#### 本文:

────────────────

特許庁では長官の私的研究機関として「特許制度研究会」が組織され、その成果が特許庁のHPに掲載されている。この研究会を幹事されている特許庁企画調査課の嶋野課長と嶋田課長補佐が本年7月31日に来所され、プレゼンテーションの後、意見交換がなされた。議論の内容は、特許法の昭和34年公布以来の大改正を視野に入れた特許制度の根幹に係る重要な事項に関するものであった。
この意見交換会は、特許制度の改正を巡って、その本質を改めて問い直す点で極めて有意義なものであったが、事務所の全弁理士が参加できたわけではなく(参加31名)、残念ながら不参加を余儀なくされた方も多数おられる。そこで、この意見交換会で話し合われた内容を振り返って整理するとともに、その後継続された研究会(第6回~第7回)の研究報告も併せて、今後の特許法改正がどのような方向に進もうとしているのか、また、どのような方向に進むべきか、検討してみたい。

1.特許制度研究会

(1)研究会設立の趣旨

我が国の特許制度は、現行法である昭和34年法の制定から既に50年が経過しているが、特許法の根幹部分は現行法の制定当時から変更されていないところ、プロパテントからプロイノベーションに向けて特許制度の基本設計を見直す時期が来ており、原点に立ち返って包括的な検討を行うべく、特許庁長官の私的研究会として「特許制度研究会」を設立。

(2)検討の方向性

以下の課題を念頭に置きつつ、イノベーションを推進する特許制度の在り方について検討。
・知的財産活用によるビジネス態様の多様化への対応
・行政・司法を通じた迅速・効率的な紛争解決制度の整備
・特許の質の向上によるビジネスリスクの軽減
・特許審査の迅速化と制度利用者のニーズへの対応
・国際的な特許制度調和の推進

検討の方向性の柱は以下のとおりであり、特許制度のあるべき理想像について多角的・包括的に検討。
①イノベーションを加速するわかりやすい特許制度
②裁判でもしっかり守られる強い特許権
③国際協調により世界で早期に特許が成立する枠組み

(3)検討項目

1.特許権の効力の見直し
①差止請求権の在り方について
②金銭的填補の在り方について
③特許権の効力の例外範囲(「試験・研究」の例外範囲)の在り方について

2.特許の活用促進
①実施許諾用意制度(ライセンス・オブ・ライト制度)について
②ライセンスの対抗の在り方について
③独占的ライセンスに係る制度の在り方について
④特許出願段階からの早期活用について

3.迅速・効率的な紛争解決
①ダブルトラックによる対応負担・判断齟齬について
②特許の有効性を巡る紛争の蒸し返しについて
②-1 被疑侵害者による蒸し返し
②-2 特許権者による蒸し返し
③無効審判ルートの在り方について
④技術的争点に関する的確な判断を支える制度整備について
⑤審決の確定・訂正の拒否判断の在り方について
⑥無効審判の確定審決の第三者効(特許法第167条)について

4.国際的な制度調和の推進
①特許法条約(PLT)加盟に向けた検討について
②仮出願制度について

5.迅速・柔軟な審査制度の構築
①審査着手時期の多段階化について

6.特許の質の向上
①特許の質について
②特許の質の向上に向けた出願人・特許庁の役割について
③第三者の役割(公衆審査)について

7.発明・発明者の保護のあり方
①職務発明制度について
②冒認出願の救済に関する制度について
③新規性喪失の例外規定における学術団体等の指定制度について
④特許の保護対象について

(4)出席委員

野間口 有 三菱電機株式会社 取締役会長(座長)

────────────────

#### 提供データ:

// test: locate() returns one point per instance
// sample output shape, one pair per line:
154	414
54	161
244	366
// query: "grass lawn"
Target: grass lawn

────────────────

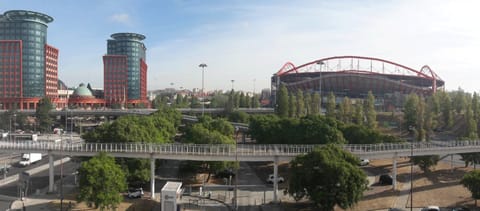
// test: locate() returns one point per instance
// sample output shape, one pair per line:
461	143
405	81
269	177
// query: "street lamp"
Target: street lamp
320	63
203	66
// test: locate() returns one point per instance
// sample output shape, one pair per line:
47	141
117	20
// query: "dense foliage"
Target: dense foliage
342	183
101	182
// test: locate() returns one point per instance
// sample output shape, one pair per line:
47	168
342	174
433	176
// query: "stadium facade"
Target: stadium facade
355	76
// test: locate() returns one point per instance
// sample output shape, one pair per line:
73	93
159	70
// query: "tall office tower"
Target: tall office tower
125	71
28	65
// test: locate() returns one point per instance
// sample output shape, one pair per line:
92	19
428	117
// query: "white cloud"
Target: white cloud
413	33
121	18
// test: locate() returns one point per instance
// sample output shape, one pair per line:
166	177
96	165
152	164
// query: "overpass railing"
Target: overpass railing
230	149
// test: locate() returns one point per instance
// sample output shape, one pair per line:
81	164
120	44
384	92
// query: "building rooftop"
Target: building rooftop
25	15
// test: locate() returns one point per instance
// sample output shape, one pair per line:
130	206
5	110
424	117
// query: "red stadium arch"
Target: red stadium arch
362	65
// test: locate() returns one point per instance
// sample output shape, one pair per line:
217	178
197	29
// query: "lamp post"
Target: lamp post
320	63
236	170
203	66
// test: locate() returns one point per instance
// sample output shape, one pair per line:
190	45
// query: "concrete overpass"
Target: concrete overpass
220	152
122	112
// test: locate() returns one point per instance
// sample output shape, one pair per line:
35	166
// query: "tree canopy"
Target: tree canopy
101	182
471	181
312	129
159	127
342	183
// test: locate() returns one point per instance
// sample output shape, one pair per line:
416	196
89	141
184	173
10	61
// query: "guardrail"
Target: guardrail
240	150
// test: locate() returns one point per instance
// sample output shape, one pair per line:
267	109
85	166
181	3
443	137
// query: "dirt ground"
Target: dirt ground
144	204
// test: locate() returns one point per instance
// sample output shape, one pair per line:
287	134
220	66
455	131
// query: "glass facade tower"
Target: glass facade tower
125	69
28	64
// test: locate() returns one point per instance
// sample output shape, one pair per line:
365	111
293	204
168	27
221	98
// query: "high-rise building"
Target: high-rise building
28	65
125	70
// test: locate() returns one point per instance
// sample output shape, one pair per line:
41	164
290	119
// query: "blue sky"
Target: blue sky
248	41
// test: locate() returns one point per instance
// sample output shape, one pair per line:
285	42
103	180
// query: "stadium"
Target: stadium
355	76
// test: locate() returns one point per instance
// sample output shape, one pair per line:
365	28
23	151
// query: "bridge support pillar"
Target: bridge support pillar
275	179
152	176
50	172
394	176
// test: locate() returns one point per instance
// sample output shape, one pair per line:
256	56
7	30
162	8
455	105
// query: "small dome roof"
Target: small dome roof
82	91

────────────────

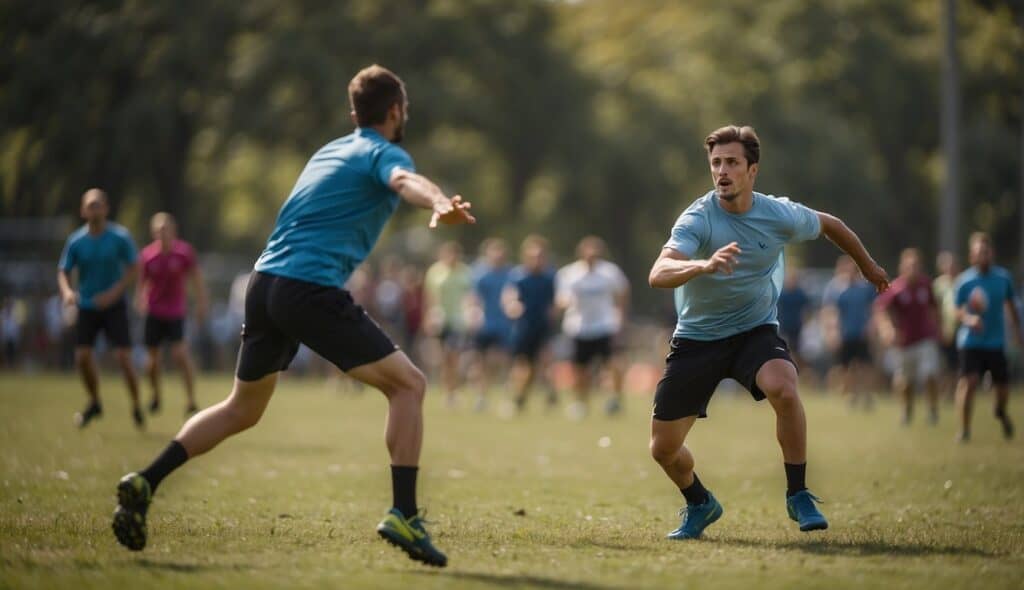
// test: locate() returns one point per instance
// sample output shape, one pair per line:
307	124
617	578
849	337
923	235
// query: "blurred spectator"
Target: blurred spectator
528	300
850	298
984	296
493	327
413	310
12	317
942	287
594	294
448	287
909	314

────────────────

#### 設問:
[1] 本文の「(2)検討の方向性」で、念頭に置くとされている課題をすべて挙げよ。
[2] 次の(a)〜(c)が本文の内容と合っているかどうか、それぞれ「はい」か「いいえ」で答え、根拠となる本文の語句をそのまま引用せよ。
(a) 意見交換会には事務所の弁理士全員が参加した。
(b) 現行の特許法は昭和34年法である。
(c) 出席委員の座長は三菱電機株式会社の取締役会長である。
[3] 特許制度研究会を扱った本文を、最後の行の次から書き進めよ。
データは本文とは関係がない。

#### 設問ごとの解答:
[1]
・知的財産活用によるビジネス態様の多様化への対応
・行政・司法を通じた迅速・効率的な紛争解決制度の整備
・特許の質の向上によるビジネスリスクの軽減
・特許審査の迅速化と制度利用者のニーズへの対応
・国際的な特許制度調和の推進

[2]
(a) いいえ。「事務所の全弁理士が参加できたわけではなく(参加31名)」
(b) はい。「現行法である昭和34年法の制定から既に50年が経過している」
(c) はい。「野間口 有 三菱電機株式会社 取締役会長(座長)」

[3]
大歳 卓麻 日本アイ・ビー・エム株式会社 会長
佐々木 剛史 トヨタ自動車株式会社 知的財産部長
渡辺 裕二 アステラス製薬株式会社 知的財産部長
飯村 敏明 知的財産高等裁判所 判事
片山 英二 阿部・井窪・片山法律事務所 弁護士・弁理士
田中 昌利 長島・大野・常松法律事務所 弁護士・弁理士
大渕 哲也 東京大学大学院法学政治学研究科 教授
白石 忠志 東京大学大学院法学政治学研究科 教授
山本 敬三 京都大学大学院法学研究科 教授
尹 宣熙 漢陽大学校 法科大学 教授
渡部 俊也 東京大学先端科学技術研究センター 教授
奥山 尚一 理創国際特許事務所 弁理士

(6)日程

平成21年
第1回(1月26日)(特許制度の見直しの論点)
第2回(3月27日)(特許権の効力の見直しについて)
第3回(4月24日)(特許の活用促進について)
第4回(5月29日)(迅速・効率的な紛争解決について)
第5回(7月 6日)(迅速・効率的な紛争解決について)
第6回(8月25日)(産業財産権をめぐる国際動向と迅速・柔軟かつ適切な権利付与に
ついて)
第7回(10月 2日)(発明・発明者の保護の在り方について)
第8回(11月 4日)
第9回(12月 4日)

特許制度研究会へのアクセス:
「特許庁HP→印刷物→答申・報告書・講演録→特許制度研究会」

2.特許権の効力の見直し

(1)知的財産をめぐる環境変化

(1-1)イノベーションの態様の変化
経済のグローバル化、情報技術の進歩、M&Aの活性化などを背景に知的財産制度を取り巻く環境は大きく変化。例:「イノベーションのオープン化」
また、知的財産の活用形態も大きく変化。例:大学・研究機関、ベンチャー・中小企業などの研究開発成果を第三者が活用してビジネス展開するためのツールとして利用、IT分野などの標準技術を一体的に保護するためにパテントプールを形成。
このようなイノベーションの進展の結果、研究開発の過程で外部の権利者から権利行使される可能性が増え、強力な排他的権利である特許権が行使されることによる影響が、現行特許法制定時に想定されていたのと比べて極めて大きくなってきている。

(1-2)多様な権利主体からの権利行使の影響
多様な権利主体(製造や販売などの市場展開までの事業を実施せず研究開発のみを行う大学や研究機関、特許権を数多く取得して特定分野での権利行使を行うファンドなどの事業者)が権利行使を行うという状況が生じている。これらの主体は、いわゆるクロスライセンスする必要がなく、自らは他者の特許権侵害を問われることがないため、他者に対しては特許権を躊躇せず行使することとなる。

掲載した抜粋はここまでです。